>> BEGIN GIVEN RECORDS

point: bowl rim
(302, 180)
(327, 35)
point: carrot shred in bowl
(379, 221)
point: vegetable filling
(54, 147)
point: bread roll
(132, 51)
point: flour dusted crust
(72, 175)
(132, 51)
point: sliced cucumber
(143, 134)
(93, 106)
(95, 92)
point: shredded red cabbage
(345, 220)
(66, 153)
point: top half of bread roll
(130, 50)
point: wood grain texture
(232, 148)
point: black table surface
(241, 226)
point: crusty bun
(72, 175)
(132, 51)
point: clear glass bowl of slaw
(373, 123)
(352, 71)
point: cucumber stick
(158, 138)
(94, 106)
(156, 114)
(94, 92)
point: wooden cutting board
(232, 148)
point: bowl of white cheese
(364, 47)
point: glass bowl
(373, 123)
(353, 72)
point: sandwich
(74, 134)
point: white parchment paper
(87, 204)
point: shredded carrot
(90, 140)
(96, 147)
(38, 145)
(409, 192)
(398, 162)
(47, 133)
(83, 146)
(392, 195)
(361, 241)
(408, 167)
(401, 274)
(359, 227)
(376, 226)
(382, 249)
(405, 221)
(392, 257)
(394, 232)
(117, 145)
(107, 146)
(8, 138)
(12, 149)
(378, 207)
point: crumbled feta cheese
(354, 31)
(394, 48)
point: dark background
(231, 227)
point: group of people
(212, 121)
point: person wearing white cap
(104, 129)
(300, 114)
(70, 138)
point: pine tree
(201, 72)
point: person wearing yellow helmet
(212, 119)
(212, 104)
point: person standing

>> END GIVEN RECORDS

## WHAT TO DO
Rewrite the records above, swapping every "bowl" for "dish" and leaving everything else unchanged.

## ANSWER
point: dish rim
(302, 180)
(327, 35)
point: carrot shred in dish
(379, 221)
point: vegetable filling
(54, 147)
point: bread roll
(132, 51)
point: flour dusted crust
(72, 175)
(132, 51)
point: sliced cucumber
(143, 134)
(93, 106)
(95, 92)
point: shredded red cabbage
(345, 220)
(66, 153)
point: top half of bread roll
(130, 50)
point: wood grain texture
(232, 148)
point: black table surface
(241, 226)
point: crusty bun
(72, 175)
(132, 51)
point: clear glass dish of slaw
(373, 123)
(352, 71)
point: cucumber stick
(158, 138)
(94, 106)
(156, 114)
(94, 92)
point: wooden cutting board
(232, 148)
point: dish of white cheese
(364, 47)
point: glass dish
(373, 123)
(353, 72)
point: sandwich
(74, 134)
point: white parchment paper
(87, 204)
point: shredded carrot
(90, 140)
(96, 147)
(38, 145)
(409, 192)
(398, 162)
(47, 133)
(83, 146)
(392, 195)
(361, 241)
(408, 167)
(401, 274)
(359, 227)
(376, 226)
(382, 249)
(405, 221)
(392, 257)
(394, 232)
(117, 145)
(107, 146)
(8, 138)
(12, 149)
(378, 207)
point: crumbled feta cheese
(354, 31)
(394, 48)
point: dark background
(231, 227)
point: group of people
(212, 121)
point: person wearing white cap
(104, 129)
(300, 114)
(70, 138)
point: pine tree
(201, 72)
point: person wearing yellow helmet
(212, 119)
(212, 104)
point: person standing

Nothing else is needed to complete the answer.